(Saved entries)
^^^^
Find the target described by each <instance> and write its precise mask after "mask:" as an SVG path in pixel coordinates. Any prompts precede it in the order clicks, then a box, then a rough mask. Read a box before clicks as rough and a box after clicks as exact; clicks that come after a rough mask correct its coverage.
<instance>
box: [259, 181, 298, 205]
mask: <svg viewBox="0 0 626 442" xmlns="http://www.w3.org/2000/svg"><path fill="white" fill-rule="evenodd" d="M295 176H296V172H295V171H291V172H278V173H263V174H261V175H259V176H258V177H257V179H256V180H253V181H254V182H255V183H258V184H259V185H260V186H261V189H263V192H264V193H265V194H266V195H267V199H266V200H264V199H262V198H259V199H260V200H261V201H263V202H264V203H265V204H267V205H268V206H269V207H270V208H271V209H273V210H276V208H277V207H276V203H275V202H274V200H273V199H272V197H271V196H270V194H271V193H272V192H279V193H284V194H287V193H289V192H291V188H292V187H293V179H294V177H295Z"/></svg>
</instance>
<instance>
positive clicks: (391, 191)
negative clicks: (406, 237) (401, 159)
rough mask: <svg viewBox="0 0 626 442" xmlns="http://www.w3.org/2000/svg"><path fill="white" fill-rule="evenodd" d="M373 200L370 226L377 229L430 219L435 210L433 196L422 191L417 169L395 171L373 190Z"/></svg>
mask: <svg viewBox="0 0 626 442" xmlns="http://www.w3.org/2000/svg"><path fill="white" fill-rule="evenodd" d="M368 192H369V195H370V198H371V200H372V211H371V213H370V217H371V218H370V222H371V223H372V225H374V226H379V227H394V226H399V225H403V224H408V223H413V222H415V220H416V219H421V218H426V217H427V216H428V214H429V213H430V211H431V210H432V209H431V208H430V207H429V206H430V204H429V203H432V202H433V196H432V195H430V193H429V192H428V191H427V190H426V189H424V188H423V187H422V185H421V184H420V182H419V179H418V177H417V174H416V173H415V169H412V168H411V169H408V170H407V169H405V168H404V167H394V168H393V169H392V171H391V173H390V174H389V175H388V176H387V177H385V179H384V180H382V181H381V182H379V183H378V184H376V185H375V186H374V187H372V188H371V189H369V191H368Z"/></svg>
^^^^
Rewrite the entries above with each occurrence of "rough mask" replaced by "coarse mask". Leave every other character unchanged.

### [OUTPUT OF THE EXERCISE]
Find the target described by each <instance> and write its precise mask after "mask:" as an SVG path in pixel coordinates. Any prompts precede it in the order clicks, then a box, then a coarse mask. Read a box before clicks as rough and a box after clicks as exact; clicks that come after a coarse mask correct its coverage.
<instance>
box: [259, 181, 298, 205]
mask: <svg viewBox="0 0 626 442" xmlns="http://www.w3.org/2000/svg"><path fill="white" fill-rule="evenodd" d="M295 176H296V172H295V171H291V172H278V173H263V174H261V175H259V176H258V177H257V179H256V180H253V181H254V182H255V183H258V184H259V185H260V186H261V189H263V192H264V193H265V194H266V195H267V199H266V200H264V199H262V198H259V199H260V200H261V201H263V202H264V203H265V204H267V205H268V206H269V207H270V208H271V209H273V210H276V208H277V207H276V203H275V202H274V200H273V199H272V197H271V196H270V194H271V193H272V192H279V193H284V194H287V193H289V192H291V188H292V187H293V179H294V177H295Z"/></svg>
</instance>
<instance>
positive clicks: (391, 191)
negative clicks: (406, 237) (401, 159)
coarse mask: <svg viewBox="0 0 626 442" xmlns="http://www.w3.org/2000/svg"><path fill="white" fill-rule="evenodd" d="M373 200L370 226L377 229L430 219L435 210L433 196L422 191L417 169L395 171L373 190Z"/></svg>
mask: <svg viewBox="0 0 626 442" xmlns="http://www.w3.org/2000/svg"><path fill="white" fill-rule="evenodd" d="M368 192H369V195H370V198H371V200H372V211H371V213H370V217H371V218H370V222H371V223H372V225H374V226H379V227H394V226H399V225H403V224H408V223H413V222H415V220H416V219H421V218H426V217H427V216H428V214H429V213H430V211H431V210H432V209H431V208H430V207H429V206H430V204H429V203H432V202H433V196H432V195H430V193H429V192H428V191H427V190H426V189H424V188H423V187H422V185H421V184H420V182H419V179H418V177H417V174H416V173H415V169H412V168H411V169H408V170H407V169H405V168H404V167H394V168H393V169H392V171H391V173H390V174H389V175H388V176H387V177H385V179H384V180H382V181H381V182H379V183H378V184H376V185H375V186H374V187H372V188H371V189H369V191H368Z"/></svg>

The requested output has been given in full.